[Problem details]
Restate exactly the lines from the top of the listing below to the line containing "point: bare twig"; the remaining lines are not wanted.

[Information]

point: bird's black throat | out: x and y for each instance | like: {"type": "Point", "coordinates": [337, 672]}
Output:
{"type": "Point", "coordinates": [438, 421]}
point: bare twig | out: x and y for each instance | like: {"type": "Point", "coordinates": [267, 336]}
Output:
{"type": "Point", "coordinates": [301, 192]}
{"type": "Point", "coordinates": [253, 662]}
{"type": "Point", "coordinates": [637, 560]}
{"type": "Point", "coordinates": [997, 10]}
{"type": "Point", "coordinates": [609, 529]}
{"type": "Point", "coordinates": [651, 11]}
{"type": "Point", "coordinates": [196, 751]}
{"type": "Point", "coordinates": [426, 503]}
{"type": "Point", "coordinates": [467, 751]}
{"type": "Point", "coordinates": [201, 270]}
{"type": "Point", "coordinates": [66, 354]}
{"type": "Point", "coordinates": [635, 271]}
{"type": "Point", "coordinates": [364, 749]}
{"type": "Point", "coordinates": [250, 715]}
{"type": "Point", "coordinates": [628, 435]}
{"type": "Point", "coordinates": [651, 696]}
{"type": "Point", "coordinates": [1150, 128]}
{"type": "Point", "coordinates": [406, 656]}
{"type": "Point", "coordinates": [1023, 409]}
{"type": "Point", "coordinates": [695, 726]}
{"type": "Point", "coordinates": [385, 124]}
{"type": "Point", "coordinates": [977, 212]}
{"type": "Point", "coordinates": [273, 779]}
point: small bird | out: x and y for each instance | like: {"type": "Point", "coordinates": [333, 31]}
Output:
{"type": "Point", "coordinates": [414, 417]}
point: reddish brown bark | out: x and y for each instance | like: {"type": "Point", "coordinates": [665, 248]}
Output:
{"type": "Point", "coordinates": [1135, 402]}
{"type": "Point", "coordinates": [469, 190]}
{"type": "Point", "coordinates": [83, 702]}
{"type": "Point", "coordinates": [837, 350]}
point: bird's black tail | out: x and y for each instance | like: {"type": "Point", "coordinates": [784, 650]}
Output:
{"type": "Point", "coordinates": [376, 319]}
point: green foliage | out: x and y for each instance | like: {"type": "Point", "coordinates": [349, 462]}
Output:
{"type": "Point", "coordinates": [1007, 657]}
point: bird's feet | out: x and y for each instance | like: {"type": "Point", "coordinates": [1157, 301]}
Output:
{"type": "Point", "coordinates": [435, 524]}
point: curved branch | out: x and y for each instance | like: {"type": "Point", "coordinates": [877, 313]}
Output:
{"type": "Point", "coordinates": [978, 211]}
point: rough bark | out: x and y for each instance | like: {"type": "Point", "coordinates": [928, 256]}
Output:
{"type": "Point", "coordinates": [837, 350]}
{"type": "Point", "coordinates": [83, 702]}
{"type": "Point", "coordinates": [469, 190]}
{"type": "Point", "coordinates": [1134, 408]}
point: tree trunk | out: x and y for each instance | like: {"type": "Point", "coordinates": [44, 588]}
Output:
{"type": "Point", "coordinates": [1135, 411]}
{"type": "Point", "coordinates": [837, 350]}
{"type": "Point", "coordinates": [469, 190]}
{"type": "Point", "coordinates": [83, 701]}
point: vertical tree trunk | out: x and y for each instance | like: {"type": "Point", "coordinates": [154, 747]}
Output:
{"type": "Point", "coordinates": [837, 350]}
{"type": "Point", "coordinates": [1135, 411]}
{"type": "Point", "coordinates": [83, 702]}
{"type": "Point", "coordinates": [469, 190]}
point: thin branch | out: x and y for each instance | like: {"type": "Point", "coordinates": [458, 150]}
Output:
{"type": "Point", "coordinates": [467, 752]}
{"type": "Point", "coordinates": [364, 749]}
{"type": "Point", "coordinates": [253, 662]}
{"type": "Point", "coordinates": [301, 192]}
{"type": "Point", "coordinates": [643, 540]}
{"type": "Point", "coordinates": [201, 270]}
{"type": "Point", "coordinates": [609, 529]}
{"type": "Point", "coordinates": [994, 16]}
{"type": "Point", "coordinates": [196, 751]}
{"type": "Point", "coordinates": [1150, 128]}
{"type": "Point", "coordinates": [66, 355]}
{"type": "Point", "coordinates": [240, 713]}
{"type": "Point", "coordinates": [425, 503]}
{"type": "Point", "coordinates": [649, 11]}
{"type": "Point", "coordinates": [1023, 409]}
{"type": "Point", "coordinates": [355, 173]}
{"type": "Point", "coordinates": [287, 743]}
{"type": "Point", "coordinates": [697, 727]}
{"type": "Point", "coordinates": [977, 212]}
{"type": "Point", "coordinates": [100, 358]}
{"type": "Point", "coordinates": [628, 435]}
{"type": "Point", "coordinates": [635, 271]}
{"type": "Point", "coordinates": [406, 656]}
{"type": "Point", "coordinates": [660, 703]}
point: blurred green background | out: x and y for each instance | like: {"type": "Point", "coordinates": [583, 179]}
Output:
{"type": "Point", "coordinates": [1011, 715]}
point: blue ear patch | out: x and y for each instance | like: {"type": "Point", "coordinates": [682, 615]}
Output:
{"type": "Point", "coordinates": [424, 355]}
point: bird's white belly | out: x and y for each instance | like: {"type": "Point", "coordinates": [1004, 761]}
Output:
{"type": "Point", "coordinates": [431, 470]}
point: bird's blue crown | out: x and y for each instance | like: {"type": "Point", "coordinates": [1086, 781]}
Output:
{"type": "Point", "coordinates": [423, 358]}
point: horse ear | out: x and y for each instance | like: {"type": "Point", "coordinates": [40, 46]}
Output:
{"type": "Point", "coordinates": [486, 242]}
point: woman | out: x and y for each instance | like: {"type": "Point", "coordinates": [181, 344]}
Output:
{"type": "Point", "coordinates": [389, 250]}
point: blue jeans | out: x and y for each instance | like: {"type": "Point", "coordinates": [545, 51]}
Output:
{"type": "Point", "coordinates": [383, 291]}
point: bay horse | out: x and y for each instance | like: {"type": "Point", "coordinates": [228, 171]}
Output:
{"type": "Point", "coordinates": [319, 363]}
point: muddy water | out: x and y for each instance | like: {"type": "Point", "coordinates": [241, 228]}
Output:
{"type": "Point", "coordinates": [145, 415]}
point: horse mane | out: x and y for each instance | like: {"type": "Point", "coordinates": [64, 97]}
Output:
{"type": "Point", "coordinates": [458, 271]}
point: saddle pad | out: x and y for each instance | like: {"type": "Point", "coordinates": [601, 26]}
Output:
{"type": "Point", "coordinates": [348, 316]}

[Output for this exercise]
point: bird's black throat | out: x and y for each instance | like: {"type": "Point", "coordinates": [337, 672]}
Output:
{"type": "Point", "coordinates": [438, 421]}
point: bare twig | out: x and y for each instance | like: {"type": "Point", "coordinates": [267, 336]}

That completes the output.